After the rotor test blade is prepared for shedding, the rotor stand spun up to the appropriate centrifugal force representative of the full-scale blade span percentage of interest. When the rotor stand reached the desired RPM, the heaters were activated and delivered a 0.385 W/cm² power density, which is the maximum available due to power restrictions on the full-scale wind turbine (corresponding to 100 kW and a partition of four zones per blade). The time limit for effective ice shedding was set to 30 s. If the ice mass shed within 30 s, the following test case will accrete ice for a shorter duration of time, decreasing the thickness and mass of the ice. This process was conducted until the minimum ice thickness was found for each heater section. After the test was completed and the data were saved, the rotor blades were cleaned in preparation for the next test with reduced ice mass. An example of a 7 mm ice shape at −8 ^∘C obtained in the medium icing conditions prepared for shedding is shown in Fig. 18. Figure 19 is a photograph of a successful shedding event after 23 s for the 26.7 % span heater zone (innermost heater zone on the full-scale wind turbine). The data trends for these tests are presented in Fig. 20.

Figure 18 The 7 mm ice shape at −8^∘ C in medium icing conditions.

Figure 19 Successful shedding event overcoming ice cohesive forces.

The minimum ice thicknesses experimentally determined for the light icing conditions at the 26.7 %, 44.4 % and 62.2 % spans were 6 mm, 4 and 2.8 mm, respectively. The average shedding time between both rotor blades for these tests were 24, 25 and 28 s. For the medium icing conditions, the minimum ice thicknesses were 6.8, 5 and 3.7 mm, respectively. The average shedding times for these cases were 25, 25 and 23 s. Lastly, the minimum ice thicknesses for the severe icing conditions were 7.2, 5 and 4 mm, respectively. The ice shedding times for these tests were 30, 24 and 20 s.

Figure 20 Minimum ice thicknesses needed for effective shedding.

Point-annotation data
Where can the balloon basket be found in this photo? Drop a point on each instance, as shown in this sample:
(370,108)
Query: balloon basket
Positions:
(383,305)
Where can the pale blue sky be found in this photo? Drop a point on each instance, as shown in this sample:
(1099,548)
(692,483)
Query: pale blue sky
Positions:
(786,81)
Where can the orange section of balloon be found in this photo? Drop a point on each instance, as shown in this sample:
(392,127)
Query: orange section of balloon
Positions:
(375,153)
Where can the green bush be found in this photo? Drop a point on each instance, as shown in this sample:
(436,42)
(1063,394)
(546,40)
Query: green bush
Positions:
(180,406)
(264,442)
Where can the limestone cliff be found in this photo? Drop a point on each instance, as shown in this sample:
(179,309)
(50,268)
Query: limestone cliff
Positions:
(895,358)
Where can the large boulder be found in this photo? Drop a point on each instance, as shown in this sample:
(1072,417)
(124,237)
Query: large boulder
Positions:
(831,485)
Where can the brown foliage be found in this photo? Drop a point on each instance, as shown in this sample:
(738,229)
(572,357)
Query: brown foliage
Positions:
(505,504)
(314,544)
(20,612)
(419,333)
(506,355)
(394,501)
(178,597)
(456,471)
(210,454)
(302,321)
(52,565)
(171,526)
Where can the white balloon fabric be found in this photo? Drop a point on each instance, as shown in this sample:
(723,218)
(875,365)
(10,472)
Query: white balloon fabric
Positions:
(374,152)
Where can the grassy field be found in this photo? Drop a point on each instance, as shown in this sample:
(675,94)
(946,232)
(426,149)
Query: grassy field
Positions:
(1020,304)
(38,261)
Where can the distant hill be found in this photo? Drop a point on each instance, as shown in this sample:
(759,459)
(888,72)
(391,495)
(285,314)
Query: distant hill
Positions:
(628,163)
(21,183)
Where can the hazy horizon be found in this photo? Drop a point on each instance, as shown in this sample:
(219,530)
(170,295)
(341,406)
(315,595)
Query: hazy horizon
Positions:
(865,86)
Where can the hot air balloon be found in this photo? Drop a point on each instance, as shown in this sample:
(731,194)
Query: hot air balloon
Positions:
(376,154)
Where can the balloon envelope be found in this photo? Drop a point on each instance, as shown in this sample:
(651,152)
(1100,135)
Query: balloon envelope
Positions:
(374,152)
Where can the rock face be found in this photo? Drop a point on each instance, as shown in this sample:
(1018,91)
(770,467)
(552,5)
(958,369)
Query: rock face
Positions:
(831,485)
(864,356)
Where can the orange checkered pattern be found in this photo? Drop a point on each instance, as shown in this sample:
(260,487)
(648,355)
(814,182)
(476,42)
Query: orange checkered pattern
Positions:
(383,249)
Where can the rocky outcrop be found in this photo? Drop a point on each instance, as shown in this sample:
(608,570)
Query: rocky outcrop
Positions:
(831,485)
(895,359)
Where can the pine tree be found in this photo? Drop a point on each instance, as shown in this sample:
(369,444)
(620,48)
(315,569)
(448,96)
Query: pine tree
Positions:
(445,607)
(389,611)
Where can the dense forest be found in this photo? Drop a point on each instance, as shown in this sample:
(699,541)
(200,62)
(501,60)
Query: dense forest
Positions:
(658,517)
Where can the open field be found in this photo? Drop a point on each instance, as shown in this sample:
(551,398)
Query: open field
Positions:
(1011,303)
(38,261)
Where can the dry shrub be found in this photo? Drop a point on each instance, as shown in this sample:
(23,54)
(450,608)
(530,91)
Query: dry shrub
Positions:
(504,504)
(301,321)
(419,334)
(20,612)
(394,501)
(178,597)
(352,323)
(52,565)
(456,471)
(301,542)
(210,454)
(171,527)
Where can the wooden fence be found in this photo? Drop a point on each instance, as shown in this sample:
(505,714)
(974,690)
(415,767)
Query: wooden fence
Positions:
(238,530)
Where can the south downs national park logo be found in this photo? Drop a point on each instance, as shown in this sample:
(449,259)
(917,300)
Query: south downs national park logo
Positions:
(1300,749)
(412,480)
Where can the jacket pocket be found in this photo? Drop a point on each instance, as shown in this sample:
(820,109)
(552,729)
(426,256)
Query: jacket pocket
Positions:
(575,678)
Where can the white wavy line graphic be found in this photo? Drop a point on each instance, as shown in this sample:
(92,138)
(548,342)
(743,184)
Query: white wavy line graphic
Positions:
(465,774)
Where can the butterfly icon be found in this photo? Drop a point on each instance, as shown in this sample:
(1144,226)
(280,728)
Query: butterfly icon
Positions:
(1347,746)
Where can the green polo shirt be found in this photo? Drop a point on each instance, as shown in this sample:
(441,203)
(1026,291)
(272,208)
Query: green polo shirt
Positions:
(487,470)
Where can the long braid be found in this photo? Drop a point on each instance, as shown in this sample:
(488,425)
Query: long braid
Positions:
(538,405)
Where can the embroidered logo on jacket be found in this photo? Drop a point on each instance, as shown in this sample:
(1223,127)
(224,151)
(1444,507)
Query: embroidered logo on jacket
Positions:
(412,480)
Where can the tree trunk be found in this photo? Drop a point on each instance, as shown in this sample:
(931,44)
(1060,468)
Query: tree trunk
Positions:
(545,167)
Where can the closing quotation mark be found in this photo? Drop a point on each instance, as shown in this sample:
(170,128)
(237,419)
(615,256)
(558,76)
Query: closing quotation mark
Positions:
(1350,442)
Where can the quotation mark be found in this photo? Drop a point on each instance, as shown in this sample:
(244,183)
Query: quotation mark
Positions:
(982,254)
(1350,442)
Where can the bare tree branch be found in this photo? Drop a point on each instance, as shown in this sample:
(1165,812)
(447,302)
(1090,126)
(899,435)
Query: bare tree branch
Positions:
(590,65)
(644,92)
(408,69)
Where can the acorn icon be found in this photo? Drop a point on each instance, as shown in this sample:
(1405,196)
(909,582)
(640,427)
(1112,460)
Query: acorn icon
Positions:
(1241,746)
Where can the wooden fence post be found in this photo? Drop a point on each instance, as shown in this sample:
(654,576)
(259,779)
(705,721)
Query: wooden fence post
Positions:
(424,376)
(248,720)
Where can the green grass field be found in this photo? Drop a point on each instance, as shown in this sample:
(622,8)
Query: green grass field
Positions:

• _Problems_
A) In the ice shedding text, what time limit was set for effective ice shedding?
B) Resume the ice shedding text after its final line.

• _Task-by-task answers_
A) 30 s

B)
The minimum thicknesses along the span of the wind turbine blade for the severe icing conditions should be considered for the design of the controller. This is a conservative approach, because the smallest variation in ice mass could allow the ice tensile adhesion strength to dominate over the centrifugal forces. In this situation, the ice shape stays attached to the airfoil as the electro-thermal heaters melt the ice interface on the surface. The ice becomes an insulator and continues to accrete ice on the leading edge. It is imperative to keep these ice thicknesses at a minimum for the safety of the surrounding environment on the wind farms and a reduction of aerodynamic degradation.

Figure 21 Schematic of melted interface experience from cohesive bonding.

This cohesive “holding” event of a de-bonded ice zone happened multiple times during the experiments. The following photographs are from a test case demonstrating the failure to shed and the success of the ice tensile adhesion strength over the centrifugal forces. A side-view schematic from the tip of the melted interface experienced from cohesive bonding is shown in Fig. 21. The melted interface after delivering a 0.385 W/cm² power density from the heaters for 180 s and failing to shed is shown in Fig. 22. This is an example of the ice mass not reaching the critical value to successfully produce cohesive failure. As stated earlier, on the inboard section of the heater zone, there is a lack of heat generation on purpose to simulate the cohesive forces in the testing environment. This represents full-scale bridging effects from zone to zone in the field.

Figure 22 Melted interface between ice and airfoil leading to cohesive bonding and failure to shed.

The minimum ice thicknesses along the span for the severe icing condition were used to determine the cohesive failure curve. The cross-sectional area of the ice shape was photographed and digitized to obtain the 2D area, as stated earlier. The ice mass was used to calculate the centrifugal force at each heater span location. This data curve represents the minimum centrifugal force needed to exceed the ice cohesive force. If the ice thickness (mass) exceeds the boundary, centrifugal forces will dominate the cohesive forces. The boundary curve is presented in Fig. 23.

Figure 23 Cohesive failure curve.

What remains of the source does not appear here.